### WHAT YOU HAVE TO DO
Extract the lines of the listing below, from the line containing "Reviewer note: every instance of the man with" through the end of the listing, inclusive, and repeat them verbatim.

### DATA FOR THIS EXERCISE
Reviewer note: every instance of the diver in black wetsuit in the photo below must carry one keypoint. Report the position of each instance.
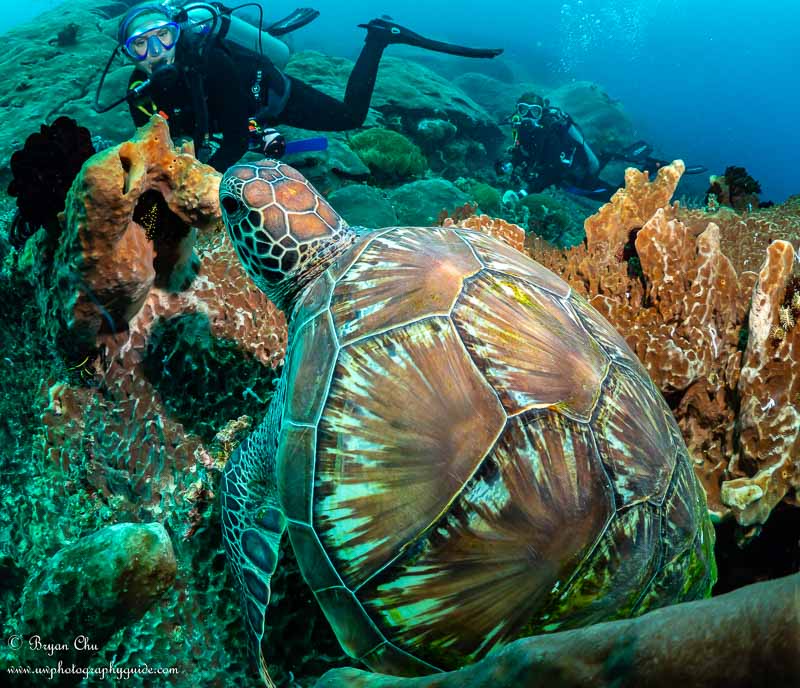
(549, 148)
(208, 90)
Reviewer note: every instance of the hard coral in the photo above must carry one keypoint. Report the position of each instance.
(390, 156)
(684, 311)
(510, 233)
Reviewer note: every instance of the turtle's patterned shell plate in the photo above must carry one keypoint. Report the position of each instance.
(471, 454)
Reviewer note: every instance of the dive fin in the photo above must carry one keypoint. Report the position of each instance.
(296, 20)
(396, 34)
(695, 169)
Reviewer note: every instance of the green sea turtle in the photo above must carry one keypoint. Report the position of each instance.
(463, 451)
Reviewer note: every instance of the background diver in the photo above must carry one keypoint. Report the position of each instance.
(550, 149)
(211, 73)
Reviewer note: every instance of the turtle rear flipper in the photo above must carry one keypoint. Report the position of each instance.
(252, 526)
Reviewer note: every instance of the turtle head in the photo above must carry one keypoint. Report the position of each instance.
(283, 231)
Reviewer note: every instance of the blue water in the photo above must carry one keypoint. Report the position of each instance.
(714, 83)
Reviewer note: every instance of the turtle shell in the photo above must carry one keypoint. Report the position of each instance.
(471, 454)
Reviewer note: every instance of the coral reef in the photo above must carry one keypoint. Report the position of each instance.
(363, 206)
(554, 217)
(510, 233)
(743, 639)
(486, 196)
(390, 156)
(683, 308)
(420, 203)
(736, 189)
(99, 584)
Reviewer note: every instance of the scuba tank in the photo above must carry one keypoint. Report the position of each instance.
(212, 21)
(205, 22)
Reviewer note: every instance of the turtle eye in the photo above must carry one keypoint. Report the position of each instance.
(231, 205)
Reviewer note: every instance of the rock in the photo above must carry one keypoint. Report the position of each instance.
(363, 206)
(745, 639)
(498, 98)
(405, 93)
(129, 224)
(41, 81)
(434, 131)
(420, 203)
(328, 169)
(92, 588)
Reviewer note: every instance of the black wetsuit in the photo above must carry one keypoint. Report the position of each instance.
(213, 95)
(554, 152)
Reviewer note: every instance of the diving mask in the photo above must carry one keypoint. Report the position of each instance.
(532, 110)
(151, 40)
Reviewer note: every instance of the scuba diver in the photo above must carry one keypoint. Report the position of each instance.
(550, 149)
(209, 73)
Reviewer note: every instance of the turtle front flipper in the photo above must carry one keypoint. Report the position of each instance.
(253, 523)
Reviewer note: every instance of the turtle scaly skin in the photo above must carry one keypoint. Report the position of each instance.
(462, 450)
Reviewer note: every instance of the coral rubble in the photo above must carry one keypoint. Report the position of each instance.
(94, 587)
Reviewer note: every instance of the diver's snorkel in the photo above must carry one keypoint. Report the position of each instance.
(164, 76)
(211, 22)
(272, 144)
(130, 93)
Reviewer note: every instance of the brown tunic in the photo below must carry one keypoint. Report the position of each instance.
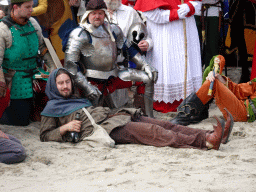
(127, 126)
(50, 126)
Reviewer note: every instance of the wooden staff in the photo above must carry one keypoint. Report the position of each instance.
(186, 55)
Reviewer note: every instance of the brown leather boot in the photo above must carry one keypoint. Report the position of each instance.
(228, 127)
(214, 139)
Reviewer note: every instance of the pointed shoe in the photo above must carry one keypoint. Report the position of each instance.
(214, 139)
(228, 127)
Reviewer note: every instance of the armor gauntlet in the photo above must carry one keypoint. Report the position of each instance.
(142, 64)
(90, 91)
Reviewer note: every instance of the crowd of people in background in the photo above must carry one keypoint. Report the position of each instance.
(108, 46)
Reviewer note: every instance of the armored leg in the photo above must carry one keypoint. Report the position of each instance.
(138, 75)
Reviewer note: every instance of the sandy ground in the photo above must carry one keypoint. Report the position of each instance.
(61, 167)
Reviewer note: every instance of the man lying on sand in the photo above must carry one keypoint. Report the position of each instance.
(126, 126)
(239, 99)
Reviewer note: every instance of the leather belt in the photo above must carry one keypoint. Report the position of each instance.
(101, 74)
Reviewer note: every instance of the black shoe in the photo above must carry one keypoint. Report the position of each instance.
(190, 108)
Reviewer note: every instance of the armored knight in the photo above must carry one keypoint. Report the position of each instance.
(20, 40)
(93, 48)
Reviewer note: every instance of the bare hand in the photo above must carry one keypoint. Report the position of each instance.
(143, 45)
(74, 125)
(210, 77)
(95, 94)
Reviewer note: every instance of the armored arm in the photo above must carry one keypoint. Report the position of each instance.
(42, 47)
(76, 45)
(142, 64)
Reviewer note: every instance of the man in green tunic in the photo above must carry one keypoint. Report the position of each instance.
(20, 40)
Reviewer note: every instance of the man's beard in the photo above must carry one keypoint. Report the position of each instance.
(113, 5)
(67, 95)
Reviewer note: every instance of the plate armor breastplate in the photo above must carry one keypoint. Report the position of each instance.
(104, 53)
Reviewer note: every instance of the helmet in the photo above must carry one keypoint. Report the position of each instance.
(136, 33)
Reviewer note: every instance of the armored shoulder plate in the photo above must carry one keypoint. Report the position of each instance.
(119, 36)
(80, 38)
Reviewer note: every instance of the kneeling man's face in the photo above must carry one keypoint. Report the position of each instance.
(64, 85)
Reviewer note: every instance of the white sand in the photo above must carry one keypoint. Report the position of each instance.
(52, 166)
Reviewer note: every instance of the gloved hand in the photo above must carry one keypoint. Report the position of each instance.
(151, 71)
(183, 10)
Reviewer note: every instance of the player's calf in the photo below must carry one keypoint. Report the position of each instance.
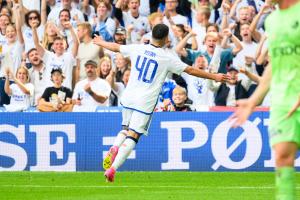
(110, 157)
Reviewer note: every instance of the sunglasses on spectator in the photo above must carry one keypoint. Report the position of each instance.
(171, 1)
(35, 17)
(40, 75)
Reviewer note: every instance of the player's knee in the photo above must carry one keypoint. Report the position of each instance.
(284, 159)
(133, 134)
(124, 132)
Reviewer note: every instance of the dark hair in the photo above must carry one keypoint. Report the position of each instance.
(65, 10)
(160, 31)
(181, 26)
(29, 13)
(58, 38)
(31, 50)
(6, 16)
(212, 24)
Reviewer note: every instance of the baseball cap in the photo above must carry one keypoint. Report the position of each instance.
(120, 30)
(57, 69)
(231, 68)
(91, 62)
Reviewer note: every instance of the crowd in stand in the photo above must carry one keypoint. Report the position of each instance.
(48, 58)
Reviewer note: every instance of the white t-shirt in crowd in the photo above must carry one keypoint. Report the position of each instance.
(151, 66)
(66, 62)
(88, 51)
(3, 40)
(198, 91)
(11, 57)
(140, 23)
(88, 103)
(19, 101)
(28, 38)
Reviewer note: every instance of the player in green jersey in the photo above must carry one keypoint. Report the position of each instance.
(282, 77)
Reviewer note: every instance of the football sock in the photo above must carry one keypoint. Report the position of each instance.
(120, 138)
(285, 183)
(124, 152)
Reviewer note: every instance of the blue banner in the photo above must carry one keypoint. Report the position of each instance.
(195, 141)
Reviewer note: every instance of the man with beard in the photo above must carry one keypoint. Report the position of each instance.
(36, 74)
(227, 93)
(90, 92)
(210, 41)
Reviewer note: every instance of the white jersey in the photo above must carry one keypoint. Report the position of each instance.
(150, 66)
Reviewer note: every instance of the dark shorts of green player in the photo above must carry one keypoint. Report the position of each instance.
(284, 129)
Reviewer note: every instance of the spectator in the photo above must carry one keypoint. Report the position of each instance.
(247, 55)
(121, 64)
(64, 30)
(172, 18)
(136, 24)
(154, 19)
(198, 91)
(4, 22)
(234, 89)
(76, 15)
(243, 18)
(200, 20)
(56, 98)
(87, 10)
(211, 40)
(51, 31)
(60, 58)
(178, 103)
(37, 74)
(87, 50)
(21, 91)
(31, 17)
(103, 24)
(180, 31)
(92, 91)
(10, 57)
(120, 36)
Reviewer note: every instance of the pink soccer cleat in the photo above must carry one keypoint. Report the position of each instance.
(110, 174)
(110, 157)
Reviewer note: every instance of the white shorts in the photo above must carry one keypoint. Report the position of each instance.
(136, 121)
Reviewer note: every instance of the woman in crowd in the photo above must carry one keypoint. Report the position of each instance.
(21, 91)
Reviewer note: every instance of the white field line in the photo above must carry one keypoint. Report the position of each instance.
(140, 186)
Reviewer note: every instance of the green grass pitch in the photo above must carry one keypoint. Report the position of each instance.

### ANSWER TO THE EXERCISE
Reviewer note: every instance of the man with beard in the photo above must carry one keypoint. Report the position of each instance.
(36, 74)
(227, 93)
(90, 92)
(210, 41)
Reviewer note: every instance of the white jersey in the photo above must carry one keypoint. Report the position of each instance.
(150, 66)
Reviewer note: every instance of the dark shorts of green player in the photo above must carry one keypoint. Report the position of each instance.
(284, 129)
Reviewer note: every instance of the spectator in the photo above must carry one keypoint. Report the position of each instance.
(247, 55)
(121, 64)
(64, 30)
(172, 18)
(136, 24)
(154, 19)
(198, 91)
(4, 22)
(234, 89)
(76, 15)
(243, 18)
(200, 20)
(56, 98)
(87, 10)
(211, 40)
(51, 31)
(60, 58)
(178, 103)
(37, 74)
(87, 50)
(21, 91)
(31, 17)
(103, 24)
(180, 31)
(92, 91)
(10, 57)
(120, 36)
Reviewer note: every instance of the pink soccer cleat in the photo above must carry one keypoint. Report the position of each instance.
(110, 174)
(110, 157)
Reviewer note: every instance of the white shorts in the photo above must carry one keypoint. Report the position of each instance.
(136, 121)
Reviewer note: every instance of the woman in crowd in the photo above must carry one keypoint. Report the position of each instance.
(21, 91)
Reviewer note: every instance of the white field line in the photo above must carry one keypoint. Report the position of each instance.
(140, 186)
Reviewer note: every instance of the green grass pitch in the photo above must carry one keypoint. Report the position of each instance.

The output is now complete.